- TASK TO CARRY OUT
Word for word, retype the entire listing.

- INPUT FOR THIS TASK
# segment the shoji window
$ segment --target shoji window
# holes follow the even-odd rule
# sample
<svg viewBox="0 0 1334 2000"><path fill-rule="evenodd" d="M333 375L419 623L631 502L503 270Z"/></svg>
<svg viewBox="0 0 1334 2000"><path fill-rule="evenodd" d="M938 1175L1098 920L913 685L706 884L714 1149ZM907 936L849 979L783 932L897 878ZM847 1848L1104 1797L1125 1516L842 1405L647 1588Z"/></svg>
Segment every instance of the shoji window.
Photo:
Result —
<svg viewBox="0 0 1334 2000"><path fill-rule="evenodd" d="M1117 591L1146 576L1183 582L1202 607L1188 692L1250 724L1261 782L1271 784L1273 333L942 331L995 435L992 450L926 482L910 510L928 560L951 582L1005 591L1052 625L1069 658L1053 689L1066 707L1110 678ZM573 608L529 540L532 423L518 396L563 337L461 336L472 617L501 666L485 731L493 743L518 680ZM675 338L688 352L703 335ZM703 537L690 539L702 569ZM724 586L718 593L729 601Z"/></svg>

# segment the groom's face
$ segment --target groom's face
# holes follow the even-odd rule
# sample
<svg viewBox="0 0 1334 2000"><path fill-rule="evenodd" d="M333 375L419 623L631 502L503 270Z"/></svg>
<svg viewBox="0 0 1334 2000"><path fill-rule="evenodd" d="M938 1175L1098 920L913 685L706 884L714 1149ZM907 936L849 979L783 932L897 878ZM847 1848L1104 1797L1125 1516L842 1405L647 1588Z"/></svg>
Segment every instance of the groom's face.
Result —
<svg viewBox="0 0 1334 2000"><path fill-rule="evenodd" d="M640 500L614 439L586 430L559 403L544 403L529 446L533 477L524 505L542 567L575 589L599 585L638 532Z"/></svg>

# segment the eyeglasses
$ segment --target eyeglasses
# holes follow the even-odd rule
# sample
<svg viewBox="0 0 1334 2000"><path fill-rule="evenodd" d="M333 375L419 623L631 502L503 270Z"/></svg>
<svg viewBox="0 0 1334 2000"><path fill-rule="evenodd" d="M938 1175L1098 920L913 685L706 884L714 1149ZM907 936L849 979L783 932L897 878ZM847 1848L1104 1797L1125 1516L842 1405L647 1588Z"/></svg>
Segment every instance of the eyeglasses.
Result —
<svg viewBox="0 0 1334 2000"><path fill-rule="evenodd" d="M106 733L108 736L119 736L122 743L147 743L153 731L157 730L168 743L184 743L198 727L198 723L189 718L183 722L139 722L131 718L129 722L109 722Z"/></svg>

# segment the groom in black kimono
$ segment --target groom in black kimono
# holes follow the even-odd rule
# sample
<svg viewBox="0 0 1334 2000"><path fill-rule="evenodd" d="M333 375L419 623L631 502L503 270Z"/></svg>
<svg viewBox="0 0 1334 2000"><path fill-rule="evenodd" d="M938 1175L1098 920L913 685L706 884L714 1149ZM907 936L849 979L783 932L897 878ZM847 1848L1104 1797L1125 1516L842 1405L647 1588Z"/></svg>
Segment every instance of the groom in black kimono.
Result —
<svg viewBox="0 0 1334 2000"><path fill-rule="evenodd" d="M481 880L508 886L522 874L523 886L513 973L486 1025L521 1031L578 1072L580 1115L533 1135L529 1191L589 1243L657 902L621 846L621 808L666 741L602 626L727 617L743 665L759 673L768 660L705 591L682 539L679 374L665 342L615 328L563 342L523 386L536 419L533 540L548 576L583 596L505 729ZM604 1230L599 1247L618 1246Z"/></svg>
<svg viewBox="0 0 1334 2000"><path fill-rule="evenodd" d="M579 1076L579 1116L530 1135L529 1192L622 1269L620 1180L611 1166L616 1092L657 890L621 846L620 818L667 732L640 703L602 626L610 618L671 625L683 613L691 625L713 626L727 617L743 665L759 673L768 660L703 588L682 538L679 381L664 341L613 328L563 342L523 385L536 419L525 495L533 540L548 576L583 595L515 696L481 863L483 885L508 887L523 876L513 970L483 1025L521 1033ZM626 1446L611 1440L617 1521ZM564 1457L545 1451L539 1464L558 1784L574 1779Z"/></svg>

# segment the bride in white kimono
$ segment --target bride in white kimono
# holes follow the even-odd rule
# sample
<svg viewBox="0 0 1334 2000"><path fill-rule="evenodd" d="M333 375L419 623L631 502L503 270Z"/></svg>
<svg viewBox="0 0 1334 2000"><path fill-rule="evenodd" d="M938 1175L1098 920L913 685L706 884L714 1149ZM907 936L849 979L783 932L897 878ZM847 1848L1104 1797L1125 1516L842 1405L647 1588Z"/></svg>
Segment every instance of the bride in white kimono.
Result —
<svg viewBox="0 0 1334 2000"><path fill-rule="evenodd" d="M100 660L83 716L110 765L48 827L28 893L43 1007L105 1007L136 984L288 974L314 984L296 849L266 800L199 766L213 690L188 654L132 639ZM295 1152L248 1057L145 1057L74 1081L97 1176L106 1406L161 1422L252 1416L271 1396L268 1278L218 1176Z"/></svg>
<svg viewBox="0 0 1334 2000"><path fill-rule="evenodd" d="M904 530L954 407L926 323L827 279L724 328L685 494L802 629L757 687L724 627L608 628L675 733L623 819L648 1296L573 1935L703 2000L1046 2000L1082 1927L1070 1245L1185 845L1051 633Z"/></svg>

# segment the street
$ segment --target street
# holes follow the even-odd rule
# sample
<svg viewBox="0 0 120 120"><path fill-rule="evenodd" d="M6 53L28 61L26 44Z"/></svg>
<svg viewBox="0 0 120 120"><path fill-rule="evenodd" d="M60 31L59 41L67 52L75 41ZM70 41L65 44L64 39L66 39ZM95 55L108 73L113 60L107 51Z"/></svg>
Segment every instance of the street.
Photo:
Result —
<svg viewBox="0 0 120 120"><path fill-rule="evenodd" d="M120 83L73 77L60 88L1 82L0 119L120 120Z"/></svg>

- COMPLETED EXERCISE
# segment the shoji window
$ segment --target shoji window
# holes follow the even-odd rule
# sample
<svg viewBox="0 0 1334 2000"><path fill-rule="evenodd" d="M333 375L419 623L631 502L503 270Z"/></svg>
<svg viewBox="0 0 1334 2000"><path fill-rule="evenodd" d="M938 1175L1098 920L913 685L706 884L714 1149ZM907 936L849 979L783 932L897 878ZM847 1848L1104 1797L1125 1516L842 1405L647 1588Z"/></svg>
Segment every instance of the shoji window.
Photo:
Result —
<svg viewBox="0 0 1334 2000"><path fill-rule="evenodd" d="M1117 591L1146 576L1183 582L1202 607L1188 692L1250 724L1261 782L1271 784L1273 333L942 331L995 435L992 450L926 482L910 510L928 560L951 582L1005 591L1052 625L1069 658L1053 689L1066 707L1110 678ZM573 608L529 540L532 423L518 396L563 337L461 336L472 617L501 666L485 731L493 743L518 680ZM675 338L688 352L703 335ZM703 537L690 539L702 569ZM724 586L718 593L729 601Z"/></svg>

# segment the groom's face
$ segment --target groom's face
# holes follow the even-odd rule
# sample
<svg viewBox="0 0 1334 2000"><path fill-rule="evenodd" d="M333 375L419 623L631 502L503 270Z"/></svg>
<svg viewBox="0 0 1334 2000"><path fill-rule="evenodd" d="M938 1175L1098 920L913 685L706 884L714 1149ZM907 936L849 979L783 932L897 878ZM847 1848L1104 1797L1125 1516L842 1405L647 1588Z"/></svg>
Segment every instance of the groom's face.
Result —
<svg viewBox="0 0 1334 2000"><path fill-rule="evenodd" d="M640 500L614 439L586 430L559 403L544 403L529 446L533 477L524 505L542 567L575 589L599 585L638 532Z"/></svg>

# segment the eyeglasses
$ segment --target eyeglasses
# holes follow the even-odd rule
# sample
<svg viewBox="0 0 1334 2000"><path fill-rule="evenodd" d="M333 375L419 623L631 502L503 270Z"/></svg>
<svg viewBox="0 0 1334 2000"><path fill-rule="evenodd" d="M938 1175L1098 920L913 685L706 884L714 1149ZM907 936L849 979L783 932L897 878ZM847 1848L1104 1797L1125 1516L842 1405L647 1588Z"/></svg>
Segment every instance of the eyeglasses.
Result —
<svg viewBox="0 0 1334 2000"><path fill-rule="evenodd" d="M106 733L108 736L119 736L122 743L147 743L153 731L157 730L168 743L184 743L198 727L198 723L189 718L183 722L139 722L131 718L129 722L109 722Z"/></svg>

# segment the groom in black kimono
$ segment --target groom in black kimono
# holes follow the even-odd rule
# sample
<svg viewBox="0 0 1334 2000"><path fill-rule="evenodd" d="M333 375L419 623L631 502L503 270Z"/></svg>
<svg viewBox="0 0 1334 2000"><path fill-rule="evenodd" d="M938 1175L1098 920L913 685L706 884L714 1149ZM907 936L849 979L783 932L897 878ZM847 1848L1104 1797L1125 1516L842 1405L647 1588Z"/></svg>
Segment every instance of the groom in black kimono.
Result —
<svg viewBox="0 0 1334 2000"><path fill-rule="evenodd" d="M481 880L508 886L522 874L523 886L513 973L486 1025L521 1031L578 1072L580 1115L533 1135L529 1191L589 1243L657 902L621 846L621 808L666 741L602 626L727 617L743 665L759 673L768 660L705 591L682 539L679 374L665 342L615 328L563 342L523 386L536 419L533 540L548 576L583 596L505 729ZM604 1230L599 1247L618 1246Z"/></svg>
<svg viewBox="0 0 1334 2000"><path fill-rule="evenodd" d="M579 1076L579 1116L530 1135L529 1192L622 1269L620 1180L611 1166L616 1092L657 890L621 846L620 818L667 732L640 703L602 626L610 618L671 625L683 613L691 625L713 626L727 617L743 665L759 673L768 660L703 588L682 538L679 381L664 341L613 328L563 342L523 385L536 419L525 495L533 540L548 576L583 595L515 696L481 863L483 885L508 887L523 876L513 970L483 1025L521 1033ZM626 1446L611 1440L617 1521ZM564 1457L545 1451L539 1464L558 1784L574 1779Z"/></svg>

# segment the bride in white kimono
$ segment --target bride in white kimono
# holes follow the even-odd rule
# sample
<svg viewBox="0 0 1334 2000"><path fill-rule="evenodd" d="M333 375L419 623L631 502L503 270Z"/></svg>
<svg viewBox="0 0 1334 2000"><path fill-rule="evenodd" d="M938 1175L1098 920L913 685L706 884L714 1149ZM907 936L849 979L783 932L897 878ZM847 1848L1104 1797L1125 1516L842 1405L647 1588Z"/></svg>
Segment every instance of the bride in white kimono.
Result —
<svg viewBox="0 0 1334 2000"><path fill-rule="evenodd" d="M100 660L83 716L110 765L48 827L28 893L43 1007L105 1007L136 984L288 974L314 984L296 849L266 800L199 766L213 690L188 654L132 639ZM295 1152L248 1057L145 1057L74 1081L97 1176L106 1406L161 1422L252 1416L271 1396L268 1278L218 1176Z"/></svg>
<svg viewBox="0 0 1334 2000"><path fill-rule="evenodd" d="M904 530L954 407L926 323L827 279L724 328L685 494L802 629L757 687L724 627L608 628L675 733L623 819L648 1296L573 1935L703 2000L1046 2000L1082 1927L1070 1245L1185 845L1051 633Z"/></svg>

# segment the street
$ segment --target street
# holes follow the even-odd rule
# sample
<svg viewBox="0 0 120 120"><path fill-rule="evenodd" d="M6 53L28 61L26 44Z"/></svg>
<svg viewBox="0 0 120 120"><path fill-rule="evenodd" d="M60 31L59 41L67 52L75 41ZM70 41L65 44L64 39L66 39ZM95 55L108 73L113 60L107 51Z"/></svg>
Segment every instance of the street.
Photo:
Result —
<svg viewBox="0 0 120 120"><path fill-rule="evenodd" d="M120 83L73 77L60 88L1 82L0 119L120 120Z"/></svg>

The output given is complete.